WHAT THE TASK ASKS — Rewrite the paragraph in the interview below that begins "There is no evidence to indicate that" as a short list that keeps its main facts.

EXCERPT —
* * * * *

Surge caused by carelessness, not mutation

Interview/ Rakesh Mishra, director, Centre for Cellular and Molecular Biology

The Centre for Cellular and Molecular Biology (CCMB) is analysing the variants of the novel coronavirus, and its mutations and strains in India. It is also part of the SARS-CoV-2 Genomic Consortia, set up by the government of India for sequencing coronavirus genomes. In an exclusive interview with THE WEEK, CCMB director Rakesh Mishra spoke about the reasons behind the surge in Covid-19 cases, the transmission of the double mutant virus and the need for maintaining Covid-appropriate behaviour at all times. Excerpts:

Q/ Are coronavirus mutations responsible for the surge in cases in the second wave?

A/ There is no evidence to indicate that, as there is no mutant or variant which is in majority anywhere except in some parts of Punjab. Even the double mutant is only 15 per cent to 20 per cent [of the cases] in Maharashtra. In other states like Kerala, we do not see any major emergence of any variant. Having said that, any variant can spread by only one means and that is when people are exposed to it or to an environment where people are not wearing masks. So, no matter what variant it is, if we are protecting ourselves, we can avoid that. The reason for the spread is that we have become relaxed and have opened up our malls and markets, relaxed the restrictions at airports and have indulged in parties and rallies.

Q/ The UK variant was found in Punjab. South Africa and Brazil variants have also been found in India. What do you make of it?

A/ This is wholly expected given that travellers from these countries have come in large numbers and moved around. Many Indians from the UK travel to and from Punjab. We also had the farmer’s protests and some movement may have taken place there as people from Punjab were involved. But it is not really lethal, so it does not matter. Preventive measures are important.

Q/ Are these variants more severe and how do they impact the body?

A/ There is no information or evidence that suggests that any of these variants are symptomatically more troublesome. In fact, the results show the opposite. But at the same time, if the number of cases increase because of carelessness, then some people who will be infected will have comorbidities and those people may end up in ICUs and may lose their lives. So, it is important that the number of cases are kept at a minimum. Masking, social distancing and vaccination will help.

Q/ What impact does the second wave infection have on human body?

A/ The wave is just a number on the graph. As for its impact on the body, nothing is established with proof. Transmissibility is high only when we do not protect ourselves. The double mutant has been around since December, but the increase in cases began showing only in late February. So, mutations will keep coming. And the impact of mutants on the human body is not very different from each other.

* * * * *

[Saved entries]
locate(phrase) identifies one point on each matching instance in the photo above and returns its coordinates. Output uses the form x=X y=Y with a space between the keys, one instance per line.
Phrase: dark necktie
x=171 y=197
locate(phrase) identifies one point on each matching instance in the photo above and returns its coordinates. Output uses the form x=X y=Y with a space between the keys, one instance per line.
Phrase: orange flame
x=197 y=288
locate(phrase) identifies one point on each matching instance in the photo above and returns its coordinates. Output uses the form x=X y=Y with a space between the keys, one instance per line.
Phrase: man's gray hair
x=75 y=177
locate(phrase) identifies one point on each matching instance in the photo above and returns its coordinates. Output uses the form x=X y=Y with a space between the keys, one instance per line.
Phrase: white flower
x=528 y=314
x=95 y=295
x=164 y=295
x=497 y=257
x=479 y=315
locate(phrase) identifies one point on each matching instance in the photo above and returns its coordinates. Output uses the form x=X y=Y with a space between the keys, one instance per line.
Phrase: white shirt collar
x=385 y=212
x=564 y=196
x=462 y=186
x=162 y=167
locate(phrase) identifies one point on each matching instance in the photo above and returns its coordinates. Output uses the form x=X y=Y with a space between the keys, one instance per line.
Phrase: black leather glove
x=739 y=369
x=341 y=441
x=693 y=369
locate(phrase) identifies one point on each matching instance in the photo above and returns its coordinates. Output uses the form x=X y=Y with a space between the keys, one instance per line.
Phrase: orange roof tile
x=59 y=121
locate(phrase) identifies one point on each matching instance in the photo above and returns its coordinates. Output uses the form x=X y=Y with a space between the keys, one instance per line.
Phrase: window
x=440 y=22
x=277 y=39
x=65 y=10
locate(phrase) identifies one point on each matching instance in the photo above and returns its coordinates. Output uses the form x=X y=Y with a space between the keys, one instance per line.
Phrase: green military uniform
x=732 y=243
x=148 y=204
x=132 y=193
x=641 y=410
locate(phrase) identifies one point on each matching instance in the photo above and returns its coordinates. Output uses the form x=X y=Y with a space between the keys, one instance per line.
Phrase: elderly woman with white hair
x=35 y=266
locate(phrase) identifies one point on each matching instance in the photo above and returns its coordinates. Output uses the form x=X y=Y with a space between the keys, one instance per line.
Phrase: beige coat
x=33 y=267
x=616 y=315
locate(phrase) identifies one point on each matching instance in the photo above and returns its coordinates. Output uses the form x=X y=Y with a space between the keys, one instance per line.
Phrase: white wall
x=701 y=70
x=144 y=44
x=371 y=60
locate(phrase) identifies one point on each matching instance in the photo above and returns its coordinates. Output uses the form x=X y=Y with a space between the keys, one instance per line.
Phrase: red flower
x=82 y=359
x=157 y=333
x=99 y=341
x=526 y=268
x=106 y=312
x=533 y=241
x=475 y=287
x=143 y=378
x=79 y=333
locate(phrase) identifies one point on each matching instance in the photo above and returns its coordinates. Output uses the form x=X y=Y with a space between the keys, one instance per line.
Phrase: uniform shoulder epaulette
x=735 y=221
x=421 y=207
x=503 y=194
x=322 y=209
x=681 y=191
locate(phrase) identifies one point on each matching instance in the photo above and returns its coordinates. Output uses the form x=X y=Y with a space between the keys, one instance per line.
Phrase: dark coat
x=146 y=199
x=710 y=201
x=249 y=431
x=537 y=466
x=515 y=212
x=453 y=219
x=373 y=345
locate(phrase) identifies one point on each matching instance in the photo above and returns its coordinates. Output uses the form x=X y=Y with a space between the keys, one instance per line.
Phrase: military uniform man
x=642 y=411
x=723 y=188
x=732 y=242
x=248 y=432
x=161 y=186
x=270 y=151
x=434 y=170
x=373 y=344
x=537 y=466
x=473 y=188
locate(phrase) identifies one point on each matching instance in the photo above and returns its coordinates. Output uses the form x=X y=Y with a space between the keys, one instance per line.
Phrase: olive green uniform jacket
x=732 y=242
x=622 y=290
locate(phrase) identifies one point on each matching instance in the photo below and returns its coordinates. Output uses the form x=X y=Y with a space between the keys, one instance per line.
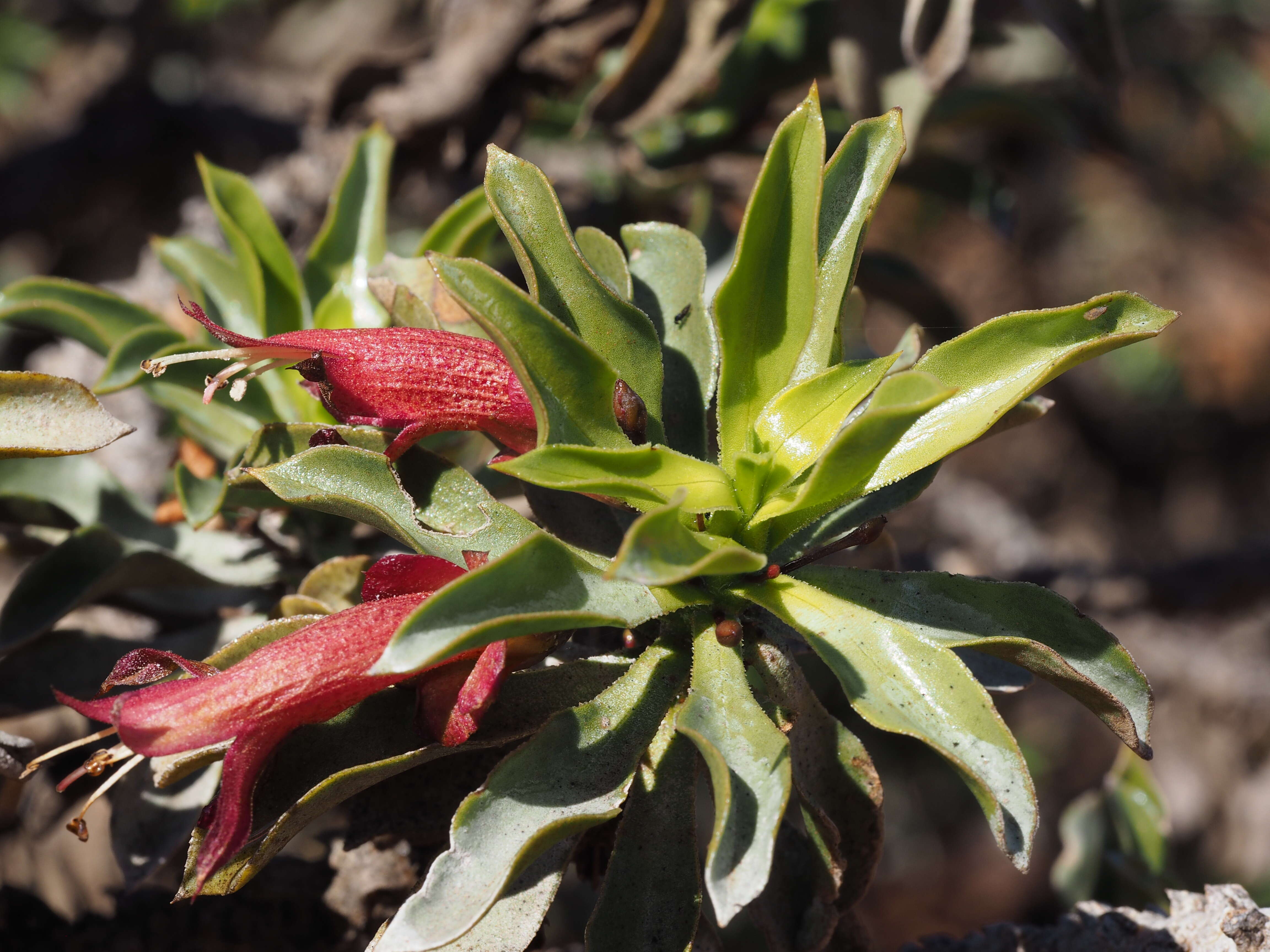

* * * * *

RESPONSE —
- There is no evidence that mutations are behind the surge, since no mutant or variant is in the majority anywhere except in some parts of Punjab.
- The double mutant makes up only 15 to 20 percent of cases in Maharashtra.
- No major variant has emerged in other states such as Kerala.
- Any variant spreads only when people are exposed to it or to settings where people don't wear masks, so self-protection prevents it whatever the variant.
- The spread comes from people becoming relaxed: reopened malls and markets, eased airport restrictions, and parties and rallies.